> THE EXERCISE
Carry on the reading about defining a user-defined schema in PySpark, picking up right after its last line.

> TEXT TO READ
──────────────────────────────
**Reading: User-Defined Schema (UDS) for DSL and SQL**

How to Define and Enforce a User-Defined Schema in PySpark?

In this reading, you will learn how to define and enforce a user-defined schema in PySpark.

Spark provides a structured data processing framework that can define and enforce schemas for various data sources, including CSV files. Let's look at the steps to define and use a user-defined schema for a CSV file in PySpark:

Step 1:

Import the required libraries.

In [None]:
from pyspark.sql.types import StructType, IntegerType, FloatType, StringType, StructField

**Step 2:**

Define the schema.

Understanding the data before defining a schema is an important step.

Let's take a look at the step-by-step approach to understanding the data and defining an appropriate schema for a given input file:

Explore the data: Understand the different data types present in each column.

Column data types: Determine the appropriate data types for each column based on your observed values.

Define the schema: Use the 'StructType' class in Spark and create a 'StructField' for each column, mentioning the column name, data type, and other properties.

Example:

In [None]:
schema = StructType([
    StructField("Emp_Id", StringType(), False),
    StructField("Emp_Name", StringType(), False),
    StructField("Department", StringType(), False),
    StructField("Salary", IntegerType(), False),
    StructField("Phone", IntegerType(), True),
])
──────────────────────────────
> DATA SECTION

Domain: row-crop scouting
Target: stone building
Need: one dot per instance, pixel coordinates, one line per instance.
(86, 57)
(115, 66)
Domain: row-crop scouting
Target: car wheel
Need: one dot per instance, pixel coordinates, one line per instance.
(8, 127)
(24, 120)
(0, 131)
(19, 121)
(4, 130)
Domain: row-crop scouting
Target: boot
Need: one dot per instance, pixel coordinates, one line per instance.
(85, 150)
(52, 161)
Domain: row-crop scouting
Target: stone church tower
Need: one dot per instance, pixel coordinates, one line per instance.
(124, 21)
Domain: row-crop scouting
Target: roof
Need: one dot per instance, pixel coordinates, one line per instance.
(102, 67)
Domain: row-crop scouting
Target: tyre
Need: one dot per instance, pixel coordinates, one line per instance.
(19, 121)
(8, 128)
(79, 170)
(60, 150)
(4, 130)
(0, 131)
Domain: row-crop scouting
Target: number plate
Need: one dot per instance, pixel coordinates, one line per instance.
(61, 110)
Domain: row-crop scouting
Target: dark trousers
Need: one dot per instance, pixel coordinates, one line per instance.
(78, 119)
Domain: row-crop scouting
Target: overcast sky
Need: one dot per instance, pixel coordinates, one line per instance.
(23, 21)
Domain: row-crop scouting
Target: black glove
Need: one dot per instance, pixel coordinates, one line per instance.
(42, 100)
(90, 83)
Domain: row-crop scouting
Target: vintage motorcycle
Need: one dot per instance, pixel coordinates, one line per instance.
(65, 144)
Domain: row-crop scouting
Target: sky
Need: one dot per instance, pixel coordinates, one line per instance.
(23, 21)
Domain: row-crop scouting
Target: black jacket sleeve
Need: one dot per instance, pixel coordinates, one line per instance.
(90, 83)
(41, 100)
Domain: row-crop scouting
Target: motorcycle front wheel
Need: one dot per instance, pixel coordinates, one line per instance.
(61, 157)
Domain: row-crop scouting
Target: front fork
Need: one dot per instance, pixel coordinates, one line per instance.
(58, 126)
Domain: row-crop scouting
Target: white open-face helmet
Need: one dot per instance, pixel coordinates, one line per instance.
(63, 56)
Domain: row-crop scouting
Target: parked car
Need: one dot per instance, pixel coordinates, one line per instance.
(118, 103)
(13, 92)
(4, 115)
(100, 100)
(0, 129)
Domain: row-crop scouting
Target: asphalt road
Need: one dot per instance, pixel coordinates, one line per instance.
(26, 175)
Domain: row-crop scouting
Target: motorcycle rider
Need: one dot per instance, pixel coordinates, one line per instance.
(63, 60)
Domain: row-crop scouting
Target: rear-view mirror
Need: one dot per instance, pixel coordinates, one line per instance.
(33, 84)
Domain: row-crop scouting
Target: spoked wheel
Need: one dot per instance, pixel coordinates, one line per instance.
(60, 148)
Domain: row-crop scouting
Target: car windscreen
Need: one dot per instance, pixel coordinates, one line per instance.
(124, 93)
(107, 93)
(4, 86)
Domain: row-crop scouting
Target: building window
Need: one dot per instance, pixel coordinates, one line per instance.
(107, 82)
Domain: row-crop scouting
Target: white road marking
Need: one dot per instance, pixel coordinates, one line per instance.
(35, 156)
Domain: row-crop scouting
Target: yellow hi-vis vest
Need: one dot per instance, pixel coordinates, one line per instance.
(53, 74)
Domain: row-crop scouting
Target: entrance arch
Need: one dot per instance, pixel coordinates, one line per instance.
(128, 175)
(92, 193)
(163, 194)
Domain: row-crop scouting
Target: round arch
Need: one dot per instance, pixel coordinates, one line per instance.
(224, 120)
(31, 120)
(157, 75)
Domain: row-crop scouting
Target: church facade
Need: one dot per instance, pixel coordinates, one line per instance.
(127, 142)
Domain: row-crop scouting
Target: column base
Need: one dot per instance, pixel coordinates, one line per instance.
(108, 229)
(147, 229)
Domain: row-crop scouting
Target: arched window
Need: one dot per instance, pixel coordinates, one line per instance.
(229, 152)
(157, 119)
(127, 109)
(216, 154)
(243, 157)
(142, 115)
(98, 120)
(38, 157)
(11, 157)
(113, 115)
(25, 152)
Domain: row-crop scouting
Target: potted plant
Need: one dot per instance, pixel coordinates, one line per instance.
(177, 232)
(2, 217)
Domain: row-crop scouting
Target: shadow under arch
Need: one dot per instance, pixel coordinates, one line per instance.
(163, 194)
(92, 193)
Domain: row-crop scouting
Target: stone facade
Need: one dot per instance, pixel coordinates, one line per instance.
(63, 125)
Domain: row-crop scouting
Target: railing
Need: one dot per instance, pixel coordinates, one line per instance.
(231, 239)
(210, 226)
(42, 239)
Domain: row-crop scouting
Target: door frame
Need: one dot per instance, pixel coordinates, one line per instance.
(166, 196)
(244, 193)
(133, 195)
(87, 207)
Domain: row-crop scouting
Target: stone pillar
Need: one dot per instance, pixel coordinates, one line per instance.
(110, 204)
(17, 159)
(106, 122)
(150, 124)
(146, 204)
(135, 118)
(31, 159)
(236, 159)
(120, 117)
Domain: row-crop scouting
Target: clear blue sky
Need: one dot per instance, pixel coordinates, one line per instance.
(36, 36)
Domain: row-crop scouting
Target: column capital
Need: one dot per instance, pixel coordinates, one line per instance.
──────────────────────────────
> WRITTEN RESPONSE
'False' indicates null values are NOT allowed for the column.

The schema defined above can be utilized for the below CSV file data:

Filename: employee.csv

In [None]:
emp_id,emp_name,dept,salary,phone
A101,jhon,computer science,1000,+1 (701) 846 958
A102,Peter,Electronics,2000,
A103,Micheal,IT,2500,

**Step 3: Read the input file with user-defined schema.**

In [None]:
#create a dataframe on top a csv file
df = (spark.read
  .format("csv")
  .schema(schema)
  .option("header", "true")
  .load("employee.csv")
)
# display the dataframe content
df.show()

**Step 4: Use the printSchema() method in Spark to display the schema of a DataFrame and ensure that the schema is applied correctly to the data.**

In [None]:
df.printSchema()